▶ [Brief]
Convert the whole listing below into a Markdown table with the columns Row and Text. Put each line's number under Row and the line itself under Text, and leave out any blank lines.

▶ [Given records]
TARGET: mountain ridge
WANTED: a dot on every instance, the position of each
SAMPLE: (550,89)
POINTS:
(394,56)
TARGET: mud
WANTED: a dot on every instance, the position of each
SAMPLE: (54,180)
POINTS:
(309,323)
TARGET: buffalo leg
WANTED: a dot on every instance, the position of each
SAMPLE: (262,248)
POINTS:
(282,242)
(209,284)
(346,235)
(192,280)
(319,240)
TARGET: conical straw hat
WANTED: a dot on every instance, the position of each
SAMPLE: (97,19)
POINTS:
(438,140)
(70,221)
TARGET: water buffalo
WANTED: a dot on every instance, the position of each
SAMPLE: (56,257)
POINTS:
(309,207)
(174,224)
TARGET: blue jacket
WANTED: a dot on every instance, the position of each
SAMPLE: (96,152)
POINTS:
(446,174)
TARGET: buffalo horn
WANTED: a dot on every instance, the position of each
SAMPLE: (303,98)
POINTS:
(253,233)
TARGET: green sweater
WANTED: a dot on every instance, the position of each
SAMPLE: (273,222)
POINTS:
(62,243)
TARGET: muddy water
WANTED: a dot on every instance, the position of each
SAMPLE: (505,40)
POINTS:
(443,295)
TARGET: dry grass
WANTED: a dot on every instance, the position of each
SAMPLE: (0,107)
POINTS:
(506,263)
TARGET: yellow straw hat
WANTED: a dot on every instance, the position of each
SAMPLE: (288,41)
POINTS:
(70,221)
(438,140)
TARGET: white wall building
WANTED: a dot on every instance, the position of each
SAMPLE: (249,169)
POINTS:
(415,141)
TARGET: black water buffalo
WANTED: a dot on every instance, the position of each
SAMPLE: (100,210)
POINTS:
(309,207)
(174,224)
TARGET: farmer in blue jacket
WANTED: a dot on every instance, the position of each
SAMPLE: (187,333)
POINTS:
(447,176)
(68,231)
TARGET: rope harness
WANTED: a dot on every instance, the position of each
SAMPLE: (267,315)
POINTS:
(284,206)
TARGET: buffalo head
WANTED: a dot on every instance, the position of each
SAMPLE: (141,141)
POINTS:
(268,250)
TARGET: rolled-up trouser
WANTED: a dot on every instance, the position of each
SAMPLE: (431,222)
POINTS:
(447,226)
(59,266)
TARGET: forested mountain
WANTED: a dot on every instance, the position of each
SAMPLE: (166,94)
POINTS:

▶ [Task answer]
| Row | Text |
|---|---|
| 1 | TARGET: mountain ridge |
| 2 | WANTED: a dot on every instance, the position of each |
| 3 | SAMPLE: (550,89) |
| 4 | POINTS: |
| 5 | (394,56) |
| 6 | TARGET: mud |
| 7 | WANTED: a dot on every instance, the position of each |
| 8 | SAMPLE: (54,180) |
| 9 | POINTS: |
| 10 | (309,323) |
| 11 | TARGET: buffalo leg |
| 12 | WANTED: a dot on every instance, the position of each |
| 13 | SAMPLE: (262,248) |
| 14 | POINTS: |
| 15 | (282,242) |
| 16 | (209,284) |
| 17 | (346,235) |
| 18 | (192,280) |
| 19 | (319,240) |
| 20 | TARGET: conical straw hat |
| 21 | WANTED: a dot on every instance, the position of each |
| 22 | SAMPLE: (97,19) |
| 23 | POINTS: |
| 24 | (438,140) |
| 25 | (70,221) |
| 26 | TARGET: water buffalo |
| 27 | WANTED: a dot on every instance, the position of each |
| 28 | SAMPLE: (56,257) |
| 29 | POINTS: |
| 30 | (309,207) |
| 31 | (174,224) |
| 32 | TARGET: blue jacket |
| 33 | WANTED: a dot on every instance, the position of each |
| 34 | SAMPLE: (96,152) |
| 35 | POINTS: |
| 36 | (446,174) |
| 37 | TARGET: buffalo horn |
| 38 | WANTED: a dot on every instance, the position of each |
| 39 | SAMPLE: (303,98) |
| 40 | POINTS: |
| 41 | (253,233) |
| 42 | TARGET: green sweater |
| 43 | WANTED: a dot on every instance, the position of each |
| 44 | SAMPLE: (273,222) |
| 45 | POINTS: |
| 46 | (62,243) |
| 47 | TARGET: muddy water |
| 48 | WANTED: a dot on every instance, the position of each |
| 49 | SAMPLE: (505,40) |
| 50 | POINTS: |
| 51 | (443,295) |
| 52 | TARGET: dry grass |
| 53 | WANTED: a dot on every instance, the position of each |
| 54 | SAMPLE: (0,107) |
| 55 | POINTS: |
| 56 | (506,263) |
| 57 | TARGET: yellow straw hat |
| 58 | WANTED: a dot on every instance, the position of each |
| 59 | SAMPLE: (288,41) |
| 60 | POINTS: |
| 61 | (70,221) |
| 62 | (438,140) |
| 63 | TARGET: white wall building |
| 64 | WANTED: a dot on every instance, the position of each |
| 65 | SAMPLE: (249,169) |
| 66 | POINTS: |
| 67 | (415,141) |
| 68 | TARGET: black water buffalo |
| 69 | WANTED: a dot on every instance, the position of each |
| 70 | SAMPLE: (100,210) |
| 71 | POINTS: |
| 72 | (309,207) |
| 73 | (174,224) |
| 74 | TARGET: farmer in blue jacket |
| 75 | WANTED: a dot on every instance, the position of each |
| 76 | SAMPLE: (187,333) |
| 77 | POINTS: |
| 78 | (447,176) |
| 79 | (68,231) |
| 80 | TARGET: rope harness |
| 81 | WANTED: a dot on every instance, the position of each |
| 82 | SAMPLE: (267,315) |
| 83 | POINTS: |
| 84 | (284,206) |
| 85 | TARGET: buffalo head |
| 86 | WANTED: a dot on every instance, the position of each |
| 87 | SAMPLE: (141,141) |
| 88 | POINTS: |
| 89 | (268,250) |
| 90 | TARGET: rolled-up trouser |
| 91 | WANTED: a dot on every instance, the position of each |
| 92 | SAMPLE: (431,222) |
| 93 | POINTS: |
| 94 | (447,226) |
| 95 | (59,266) |
| 96 | TARGET: forested mountain |
| 97 | WANTED: a dot on every instance, the position of each |
| 98 | SAMPLE: (166,94) |
| 99 | POINTS: |